**What to produce**
Return word for word the lines of the records that start with the line containing "sky shown in this photo?" and run through the final line of the records, both ends included.

**Extracted records**

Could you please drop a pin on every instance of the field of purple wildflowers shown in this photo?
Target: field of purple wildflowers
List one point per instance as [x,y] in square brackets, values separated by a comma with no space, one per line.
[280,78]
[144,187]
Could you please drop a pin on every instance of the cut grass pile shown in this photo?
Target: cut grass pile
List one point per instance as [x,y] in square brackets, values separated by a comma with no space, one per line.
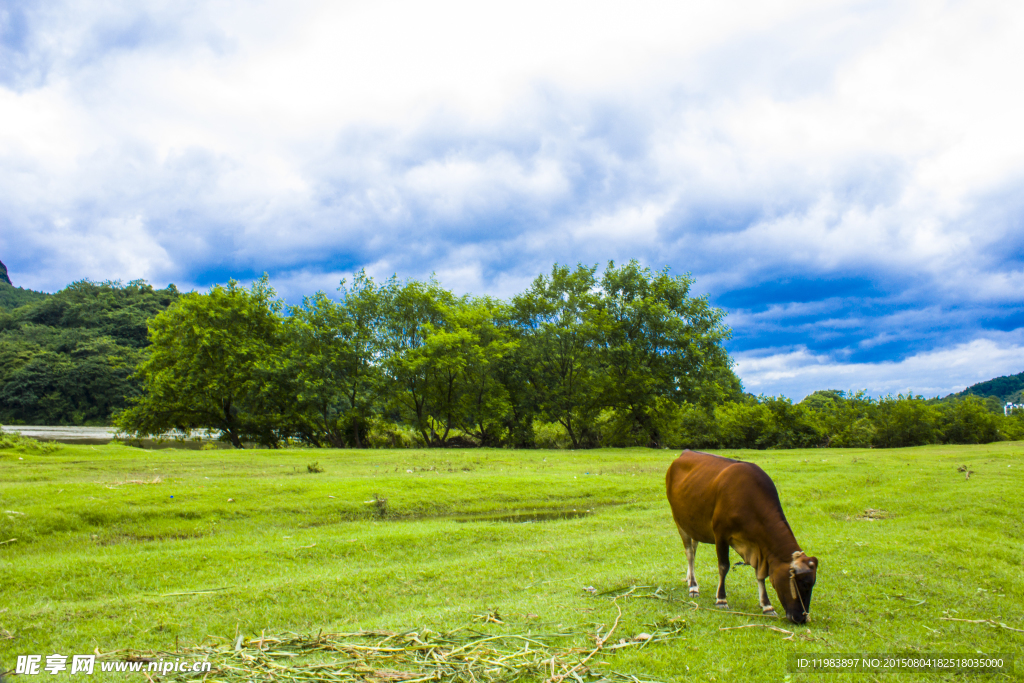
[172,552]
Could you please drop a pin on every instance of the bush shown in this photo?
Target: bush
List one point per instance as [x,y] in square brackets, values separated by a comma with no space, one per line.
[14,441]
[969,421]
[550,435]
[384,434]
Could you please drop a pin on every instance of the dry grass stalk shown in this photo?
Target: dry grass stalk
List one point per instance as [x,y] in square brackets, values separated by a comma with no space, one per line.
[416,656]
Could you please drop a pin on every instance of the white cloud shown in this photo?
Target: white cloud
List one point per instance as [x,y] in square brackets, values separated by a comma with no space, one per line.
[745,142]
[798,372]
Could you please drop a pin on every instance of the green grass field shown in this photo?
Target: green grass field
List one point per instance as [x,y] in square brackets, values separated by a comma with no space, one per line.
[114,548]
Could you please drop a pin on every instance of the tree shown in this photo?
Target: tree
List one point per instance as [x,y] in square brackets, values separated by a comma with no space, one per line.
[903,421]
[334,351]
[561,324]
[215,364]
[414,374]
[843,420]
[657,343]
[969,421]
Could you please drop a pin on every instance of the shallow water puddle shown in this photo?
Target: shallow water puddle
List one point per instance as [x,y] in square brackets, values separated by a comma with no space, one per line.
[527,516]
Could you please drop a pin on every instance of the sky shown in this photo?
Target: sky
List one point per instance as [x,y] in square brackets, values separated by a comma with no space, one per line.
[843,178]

**Exercise output**
Could you please drop a pin on every instance of the sky shown in this photo?
Target: sky
List one point per instance as [x,y] in square brackets, values separated by a comma with no space, one per line.
[843,178]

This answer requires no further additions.